> **Work instructions**
Exact repetition of every entry is required.

> **Labeled-object pointing entries**
────────────────

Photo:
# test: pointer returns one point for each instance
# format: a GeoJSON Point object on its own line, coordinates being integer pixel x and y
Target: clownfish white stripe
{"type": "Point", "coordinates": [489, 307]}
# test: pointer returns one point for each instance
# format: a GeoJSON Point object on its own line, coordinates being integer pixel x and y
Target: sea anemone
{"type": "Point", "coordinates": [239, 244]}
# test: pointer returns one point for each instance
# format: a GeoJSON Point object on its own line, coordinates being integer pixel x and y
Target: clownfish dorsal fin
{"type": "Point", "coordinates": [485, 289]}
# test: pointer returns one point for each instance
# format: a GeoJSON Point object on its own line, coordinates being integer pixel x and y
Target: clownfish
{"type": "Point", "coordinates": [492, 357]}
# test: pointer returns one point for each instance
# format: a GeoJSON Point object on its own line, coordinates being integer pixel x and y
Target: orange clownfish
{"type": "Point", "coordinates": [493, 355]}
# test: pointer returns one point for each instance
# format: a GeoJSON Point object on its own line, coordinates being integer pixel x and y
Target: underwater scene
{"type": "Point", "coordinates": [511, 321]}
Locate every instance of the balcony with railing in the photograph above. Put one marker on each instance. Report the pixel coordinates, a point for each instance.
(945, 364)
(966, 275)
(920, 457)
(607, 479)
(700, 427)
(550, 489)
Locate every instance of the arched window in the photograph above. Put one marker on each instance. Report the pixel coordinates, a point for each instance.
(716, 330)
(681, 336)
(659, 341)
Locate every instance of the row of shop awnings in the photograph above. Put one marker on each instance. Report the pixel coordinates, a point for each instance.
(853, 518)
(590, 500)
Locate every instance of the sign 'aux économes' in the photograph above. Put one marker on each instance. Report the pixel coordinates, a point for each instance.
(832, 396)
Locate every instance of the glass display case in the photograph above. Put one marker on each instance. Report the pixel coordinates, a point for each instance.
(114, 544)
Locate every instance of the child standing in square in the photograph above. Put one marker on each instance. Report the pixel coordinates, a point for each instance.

────────────────

> **Output of the exercise**
Photo:
# test: pointer returns one point for each instance
# format: a GeoJSON Point object on its own line, coordinates being integer pixel x and y
Target: clownfish white stripe
{"type": "Point", "coordinates": [489, 307]}
# test: pointer returns one point for each instance
# format: a GeoJSON Point object on its own line, coordinates being integer pixel x and y
Target: sea anemone
{"type": "Point", "coordinates": [239, 244]}
# test: pointer returns one point for each instance
# format: a GeoJSON Point object on its own line, coordinates being integer pixel x and y
Target: clownfish dorsal fin
{"type": "Point", "coordinates": [485, 289]}
# test: pointer returns one point for each instance
# format: a GeoJSON Point object on its own line, coordinates being integer pixel x and y
Target: clownfish
{"type": "Point", "coordinates": [492, 357]}
# test: pointer returns one point for each instance
# format: a GeoJSON Point object on its own line, coordinates being integer pixel x and y
Target: orange clownfish
{"type": "Point", "coordinates": [493, 355]}
# test: pointer returns one point for each instance
# format: a GeoJSON Point object on its own line, coordinates being integer pixel x and y
Target: underwater scene
{"type": "Point", "coordinates": [511, 321]}
Locate every instance of the balcony with railing in the photograph above. Put one marker on each instance. Report the pixel coordinates, a point for each instance.
(945, 364)
(966, 275)
(920, 457)
(607, 479)
(700, 427)
(550, 489)
Locate every instance of the arched window in the photograph above. Put one marker on each instance. Report the pixel coordinates, a point for each instance.
(716, 330)
(681, 336)
(659, 341)
Locate every instance of the row of shop awnings in the photograph above. Put one marker on each instance. Report the pixel coordinates, a point for each instance.
(853, 518)
(590, 500)
Locate every instance of the sign 'aux économes' in the photograph above. Put one marker on each instance. Report the pixel coordinates, a point for each instance.
(832, 396)
Locate every instance of the glass display case in the photograph above. Put one marker on each instance. Report the pixel coordinates, a point for each instance.
(114, 544)
Locate every instance of the child standing in square in the photograph above. Put one marker on each instance. Report the pixel coordinates, a point for each instance.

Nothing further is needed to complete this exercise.